CHALLENGES »
1. List every person named in the passage about the Vietnam decision-making study.
2. In the passage about the Vietnam decision-making study, reproduce verbatim the part that opens with the words containing "The result was" and closes with "of these sources.".
-- start PASSAGE PROVIDED --
The anonymous character of the study, officially entitled
"History of U.S. Decision-Making Process on Vietnam Policy,"
was also preserved by having several authors collaborate on
each of the various chronological and thematic sections. The
process gave the history a fragmented character and it does not
reflect consistent themes throughout, as would a history written
by one author or a group of authors who shared a similar overview
of events. For example, the history lacks a single, all-embracing
summary and it displays a number of other inconsistencies.
The result was an extended internal critique of the appended
documentary record-what Mr. Gelb, in a letter on Jan. 15,
1969, to Mr. McNamara's successor, Clark M. Clifford, called
"not so much a documentary history as a history based solely
on documents-checked and rechecked with ant-like diligence."
To preserve the secrecy of the project, the historians were
forbidden to supplement the documentary record by interviewing
the decision-makers themselves. And even where the documentary
record was concerned, the authors could not bridge
important gaps. They did not have access to the White House
archives of President Johnson and to those of past Presidents,
nor to the full files of the State Department and the Central
Intelligence Agency, although the authors did have many documents
from all of these sources.
The historians relied for the documentary record on files of
Mr. McNamara and Mr. Clifford, the official archives of past
Defense Secretaries and those of other senior officials in the
Pentagon. Into these Pentagon files had in turn flowed papers
from the White House, the State Department, the C.I.A. and
the office of the Joint Chiefs of Staff. William Bundy, the Assistant
Secretary of State for Far Eastern Affairs in the Johnson
Administration, also made available documents from his official
files.
The copy of the Pentagon papers obtained by The New York
Times lacks, however, the four volumes the historians wrote on
the secret diplomatic negotiations of the Johnson period. What
discussion of Vietnam diplomacy since 1963 is contained in the
relevant chapters of this book, therefore, has been based on
the sporadic, but significant insights the other volumes of the
Pentagon papers provide.
The historians themselves also found no conclusive answers
to some of the most widely asked questions about the war, including
these:
• Precisely how was Ngo Dinh Diem returned to South
Vietnam in 1954 from exile and helped to power?
• Who took the lead in preventing the 1956 Vietnam-wide
elections provided for in the Geneva accords of 1954-Mr.
-- end PASSAGE PROVIDED --
-- start EXTRACTED INFORMATION --
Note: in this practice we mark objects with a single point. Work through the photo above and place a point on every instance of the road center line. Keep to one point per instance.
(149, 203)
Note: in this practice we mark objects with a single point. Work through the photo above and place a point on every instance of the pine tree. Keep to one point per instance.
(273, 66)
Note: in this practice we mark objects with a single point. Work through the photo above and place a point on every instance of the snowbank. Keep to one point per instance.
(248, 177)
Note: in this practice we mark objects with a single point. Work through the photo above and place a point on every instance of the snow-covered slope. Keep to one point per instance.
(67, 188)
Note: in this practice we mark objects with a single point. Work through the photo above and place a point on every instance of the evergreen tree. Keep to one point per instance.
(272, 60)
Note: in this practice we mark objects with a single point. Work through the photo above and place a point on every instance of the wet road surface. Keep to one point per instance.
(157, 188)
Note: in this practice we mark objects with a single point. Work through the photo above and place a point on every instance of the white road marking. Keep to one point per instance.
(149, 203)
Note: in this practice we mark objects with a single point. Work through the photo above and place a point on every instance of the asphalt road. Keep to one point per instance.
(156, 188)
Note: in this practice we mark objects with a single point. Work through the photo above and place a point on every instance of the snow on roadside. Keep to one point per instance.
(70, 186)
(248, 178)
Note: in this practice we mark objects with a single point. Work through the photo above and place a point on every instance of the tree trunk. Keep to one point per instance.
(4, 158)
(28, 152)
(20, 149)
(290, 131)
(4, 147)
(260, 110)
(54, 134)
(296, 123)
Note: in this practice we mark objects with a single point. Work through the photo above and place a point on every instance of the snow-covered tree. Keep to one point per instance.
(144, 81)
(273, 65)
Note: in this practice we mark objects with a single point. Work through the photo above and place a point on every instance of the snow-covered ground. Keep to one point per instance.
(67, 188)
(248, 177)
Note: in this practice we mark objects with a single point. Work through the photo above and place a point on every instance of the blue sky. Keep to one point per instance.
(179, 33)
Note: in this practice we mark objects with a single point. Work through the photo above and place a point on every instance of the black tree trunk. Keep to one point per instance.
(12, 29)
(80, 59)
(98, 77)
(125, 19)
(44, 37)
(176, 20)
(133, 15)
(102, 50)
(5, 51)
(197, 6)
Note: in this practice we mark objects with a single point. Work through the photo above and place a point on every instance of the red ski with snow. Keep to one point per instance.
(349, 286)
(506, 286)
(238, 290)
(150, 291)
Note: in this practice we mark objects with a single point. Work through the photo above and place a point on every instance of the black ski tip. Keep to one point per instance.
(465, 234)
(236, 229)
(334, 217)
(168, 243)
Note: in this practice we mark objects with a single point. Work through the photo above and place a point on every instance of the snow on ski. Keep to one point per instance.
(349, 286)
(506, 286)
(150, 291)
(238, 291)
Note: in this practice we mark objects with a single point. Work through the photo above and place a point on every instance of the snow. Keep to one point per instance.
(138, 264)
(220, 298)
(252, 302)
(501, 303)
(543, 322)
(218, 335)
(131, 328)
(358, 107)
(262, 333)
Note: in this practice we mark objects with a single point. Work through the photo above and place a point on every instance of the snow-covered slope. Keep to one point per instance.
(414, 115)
-- end EXTRACTED INFORMATION --
FULL ANSWERS »
1.
- Mr. Gelb
- Mr. McNamara
- Clark M. Clifford
- President Johnson
- William Bundy
- Ngo Dinh Diem

2.
The result was an extended internal critique of the appended
documentary record-what Mr. Gelb, in a letter on Jan. 15,
1969, to Mr. McNamara's successor, Clark M. Clifford, called
"not so much a documentary history as a history based solely
on documents-checked and rechecked with ant-like diligence."
To preserve the secrecy of the project, the historians were
forbidden to supplement the documentary record by interviewing
the decision-makers themselves. And even where the documentary
record was concerned, the authors could not bridge
important gaps. They did not have access to the White House
archives of President Johnson and to those of past Presidents,
nor to the full files of the State Department and the Central
Intelligence Agency, although the authors did have many documents
from all of these sources.